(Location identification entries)

┌──

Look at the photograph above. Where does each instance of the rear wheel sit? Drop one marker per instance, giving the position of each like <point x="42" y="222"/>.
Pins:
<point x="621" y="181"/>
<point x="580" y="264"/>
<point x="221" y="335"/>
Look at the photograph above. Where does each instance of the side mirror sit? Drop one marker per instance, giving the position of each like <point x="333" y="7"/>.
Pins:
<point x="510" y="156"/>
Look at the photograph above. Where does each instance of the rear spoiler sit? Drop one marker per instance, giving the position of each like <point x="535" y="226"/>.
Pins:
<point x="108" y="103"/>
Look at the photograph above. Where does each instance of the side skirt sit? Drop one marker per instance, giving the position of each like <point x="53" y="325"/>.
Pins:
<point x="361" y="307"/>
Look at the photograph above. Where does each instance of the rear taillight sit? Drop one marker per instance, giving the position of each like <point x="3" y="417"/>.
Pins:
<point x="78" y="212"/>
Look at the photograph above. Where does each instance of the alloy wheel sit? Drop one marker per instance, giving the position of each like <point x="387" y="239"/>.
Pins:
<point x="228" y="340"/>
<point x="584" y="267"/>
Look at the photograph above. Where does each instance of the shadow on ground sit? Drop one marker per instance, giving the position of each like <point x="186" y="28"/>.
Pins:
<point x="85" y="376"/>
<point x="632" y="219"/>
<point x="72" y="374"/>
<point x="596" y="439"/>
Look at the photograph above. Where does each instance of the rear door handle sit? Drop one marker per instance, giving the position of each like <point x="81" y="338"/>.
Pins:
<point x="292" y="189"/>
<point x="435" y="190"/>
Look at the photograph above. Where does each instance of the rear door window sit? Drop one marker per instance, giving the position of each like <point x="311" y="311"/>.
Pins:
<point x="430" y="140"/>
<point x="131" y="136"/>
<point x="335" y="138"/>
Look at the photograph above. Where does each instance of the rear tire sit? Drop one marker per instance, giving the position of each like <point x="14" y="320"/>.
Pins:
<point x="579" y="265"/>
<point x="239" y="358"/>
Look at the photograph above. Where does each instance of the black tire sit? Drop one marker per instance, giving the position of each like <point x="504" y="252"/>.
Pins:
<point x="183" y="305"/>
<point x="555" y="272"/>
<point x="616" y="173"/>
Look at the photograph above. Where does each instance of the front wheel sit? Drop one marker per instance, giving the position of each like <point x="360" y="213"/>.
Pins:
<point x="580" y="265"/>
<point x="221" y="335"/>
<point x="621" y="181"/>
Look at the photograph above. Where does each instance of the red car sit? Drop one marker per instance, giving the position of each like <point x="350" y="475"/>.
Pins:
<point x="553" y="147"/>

└──

__GIVEN INSTRUCTION__. Turn every line of the records above into a JSON list of strings, one string per line, with blank lines left out.

__RESPONSE TO THE EXERCISE__.
[
  "Look at the photograph above. Where does each instance of the rear wheel sit? Drop one marker per instance, giving the position of each like <point x=\"42\" y=\"222\"/>.",
  "Pins:",
  "<point x=\"621\" y=\"181\"/>",
  "<point x=\"580\" y=\"264\"/>",
  "<point x=\"221\" y=\"335\"/>",
  "Look at the photograph above. Where does each instance of the side mirror sit? Drop one marker per instance, giving the position of each like <point x=\"333\" y=\"7\"/>.",
  "Pins:",
  "<point x=\"510\" y=\"156\"/>",
  "Look at the photograph above. Where does each instance of the rear spoiler sit? Drop one marker per instance, giving the position of each like <point x=\"535\" y=\"226\"/>.",
  "Pins:",
  "<point x=\"108\" y=\"103\"/>",
  "Look at the photograph above. Where does each instance of the side skirt sit? Drop one marker per instance, giving the position of each like <point x=\"53\" y=\"325\"/>.",
  "Pins:",
  "<point x=\"361\" y=\"307\"/>",
  "Look at the photograph above. Where does each instance of the rear taillight sit? Drop one marker per instance, giving the position of each like <point x=\"3\" y=\"417\"/>.",
  "Pins:",
  "<point x=\"78\" y=\"212\"/>",
  "Look at the photograph above. Where does each instance of the alloy wheel sit? Drop one marker per instance, giving the position of each like <point x=\"387\" y=\"239\"/>.",
  "Pins:",
  "<point x=\"228\" y=\"340\"/>",
  "<point x=\"584\" y=\"267\"/>",
  "Look at the photograph above. Where does each instance of the shadow on ground sit? Drop one marker per instance, giving the position of each like <point x=\"186\" y=\"28\"/>.",
  "Pins:",
  "<point x=\"85\" y=\"376\"/>",
  "<point x=\"632\" y=\"219\"/>",
  "<point x=\"72\" y=\"374\"/>",
  "<point x=\"596\" y=\"439\"/>",
  "Look at the photograph above. Where does each instance of the rear door handle sit? Drop one marker per instance, giving the position of each like <point x=\"81\" y=\"338\"/>.",
  "Pins:",
  "<point x=\"292\" y=\"189\"/>",
  "<point x=\"435\" y=\"190\"/>",
  "Look at the photograph above. Where does each instance of the rear door window sit? Drop one marker per instance, giving the position of each like <point x=\"311\" y=\"311\"/>.",
  "Pins:",
  "<point x=\"430\" y=\"140\"/>",
  "<point x=\"131\" y=\"136\"/>",
  "<point x=\"335\" y=\"138\"/>",
  "Look at the photograph above. Where does each instance of the rear tire sit? Drop one marker per instance, giving the position of each like <point x=\"14\" y=\"320\"/>.",
  "Pins:",
  "<point x=\"579\" y=\"265\"/>",
  "<point x=\"239\" y=\"358\"/>",
  "Look at the photograph above. Where does each instance of the black tire sit? Drop one marker per instance, giving the position of each like <point x=\"504\" y=\"252\"/>.",
  "Pins:",
  "<point x=\"183\" y=\"305\"/>",
  "<point x=\"555\" y=\"272\"/>",
  "<point x=\"616\" y=\"173\"/>",
  "Look at the photograph above. Where does each instance of the front wheel sit? Drop one marker per instance, giving the position of each like <point x=\"360\" y=\"213\"/>.",
  "Pins:",
  "<point x=\"580\" y=\"265\"/>",
  "<point x=\"221\" y=\"335\"/>",
  "<point x=\"621\" y=\"181\"/>",
  "Look at the photograph above. Where does each instance of the red car sit? Drop one marker per instance, giving the position of each like <point x=\"350\" y=\"475\"/>.",
  "Pins:",
  "<point x=\"553\" y=\"147\"/>"
]